▶ [Selected extract]:
I’m about to do something I warn my students against — replace an interesting mystery with a boring solution.
But it’s a slow news day — and I don’t have much time — working on three video essays and soon it’ll be marking time at the Art College.
In Projections issue 1, George Miller is interviewed, and says —
“I saw Lawrence of Arabia the other day. On tape — God forgive me. There’s a stunt where a steam train rolls onto its side as it comes to a halt across the sand, with the smoke pouring out of the stack filling the screen. Now, if you watch the wide shot, it’s flat desert. There’s no evidence whatsoever of a second camera close to where the train finally comes to rest. I wound back two or three times and I could not see the second camera and I cannot imagine that it was done twice. So how they did it I don’t know, but whoever put that camera in the second spot put it in the perfect place.”
Miller is a great believer in the idea that there’s only ever one perfect spot for the camera. He’s staged several stunts that seem to draw inspiration from David Lean’s locomotive, notable the spectacular car roll in scene one of FURY ROAD.
On to the mystery. I had the advantage of watching not on tape, but Blu-ray, God forgive me. I can only frame-grab from the DVD though.

▶ [Prompt a]:
Answer these questions about the passage on the Lawrence of Arabia train stunt.
(i) In which issue of Projections is George Miller interviewed?
(ii) On what format did Miller watch Lawrence of Arabia?
(iii) In which scene of FURY ROAD is the spectacular car roll?

▶ [Records supplied]:

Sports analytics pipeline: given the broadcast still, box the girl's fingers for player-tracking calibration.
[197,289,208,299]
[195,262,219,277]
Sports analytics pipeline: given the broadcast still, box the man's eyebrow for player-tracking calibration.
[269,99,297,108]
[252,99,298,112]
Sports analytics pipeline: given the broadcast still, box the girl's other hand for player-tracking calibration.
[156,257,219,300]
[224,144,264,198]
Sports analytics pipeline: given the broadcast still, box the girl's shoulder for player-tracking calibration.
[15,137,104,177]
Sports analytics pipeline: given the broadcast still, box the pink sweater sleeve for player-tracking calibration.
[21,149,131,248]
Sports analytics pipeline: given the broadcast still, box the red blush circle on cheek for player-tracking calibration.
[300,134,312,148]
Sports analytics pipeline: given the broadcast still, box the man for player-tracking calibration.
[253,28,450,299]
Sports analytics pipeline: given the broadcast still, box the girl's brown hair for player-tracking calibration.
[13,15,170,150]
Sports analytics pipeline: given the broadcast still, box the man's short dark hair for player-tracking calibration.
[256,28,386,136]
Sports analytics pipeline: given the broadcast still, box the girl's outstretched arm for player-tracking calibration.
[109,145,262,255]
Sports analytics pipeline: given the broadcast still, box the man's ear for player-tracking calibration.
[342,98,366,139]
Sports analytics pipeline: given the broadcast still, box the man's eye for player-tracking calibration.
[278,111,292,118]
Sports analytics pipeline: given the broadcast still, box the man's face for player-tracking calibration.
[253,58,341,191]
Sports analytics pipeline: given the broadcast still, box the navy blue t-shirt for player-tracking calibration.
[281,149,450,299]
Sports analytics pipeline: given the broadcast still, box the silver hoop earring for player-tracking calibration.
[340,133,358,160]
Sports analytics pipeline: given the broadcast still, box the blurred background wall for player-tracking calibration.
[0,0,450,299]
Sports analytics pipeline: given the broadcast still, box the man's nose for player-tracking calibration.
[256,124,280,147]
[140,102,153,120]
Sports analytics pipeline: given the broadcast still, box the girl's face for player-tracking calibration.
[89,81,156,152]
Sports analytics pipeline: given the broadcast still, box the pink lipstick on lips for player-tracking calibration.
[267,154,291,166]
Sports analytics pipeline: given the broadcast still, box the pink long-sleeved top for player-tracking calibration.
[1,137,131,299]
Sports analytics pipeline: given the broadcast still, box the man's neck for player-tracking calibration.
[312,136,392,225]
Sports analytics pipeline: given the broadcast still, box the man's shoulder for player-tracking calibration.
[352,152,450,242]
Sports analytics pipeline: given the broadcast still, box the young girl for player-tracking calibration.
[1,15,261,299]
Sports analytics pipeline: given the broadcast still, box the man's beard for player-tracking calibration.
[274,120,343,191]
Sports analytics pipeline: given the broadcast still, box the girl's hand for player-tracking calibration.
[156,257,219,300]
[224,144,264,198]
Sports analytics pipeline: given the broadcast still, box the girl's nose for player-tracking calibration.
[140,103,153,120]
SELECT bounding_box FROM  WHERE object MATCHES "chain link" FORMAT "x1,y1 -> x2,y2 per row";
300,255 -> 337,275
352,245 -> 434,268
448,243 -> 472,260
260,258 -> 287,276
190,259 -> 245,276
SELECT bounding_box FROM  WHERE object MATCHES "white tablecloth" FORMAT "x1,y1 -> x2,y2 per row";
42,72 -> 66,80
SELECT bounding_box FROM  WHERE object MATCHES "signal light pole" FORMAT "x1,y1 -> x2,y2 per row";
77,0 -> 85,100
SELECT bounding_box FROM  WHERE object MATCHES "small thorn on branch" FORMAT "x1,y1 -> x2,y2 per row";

▶ [Prompt b]: From the rows above, duplicate the lines between the line holding "man's shoulder for player-tracking calibration." and the line holding "[140,103,153,120]", inclusive.

▶ [Full output a]:
(i) Issue 1
(ii) On tape
(iii) Scene one

▶ [Full output b]:
Sports analytics pipeline: given the broadcast still, box the man's shoulder for player-tracking calibration.
[352,152,450,242]
Sports analytics pipeline: given the broadcast still, box the young girl for player-tracking calibration.
[1,15,261,299]
Sports analytics pipeline: given the broadcast still, box the man's beard for player-tracking calibration.
[274,120,343,191]
Sports analytics pipeline: given the broadcast still, box the girl's hand for player-tracking calibration.
[156,257,219,300]
[224,144,264,198]
Sports analytics pipeline: given the broadcast still, box the girl's nose for player-tracking calibration.
[140,103,153,120]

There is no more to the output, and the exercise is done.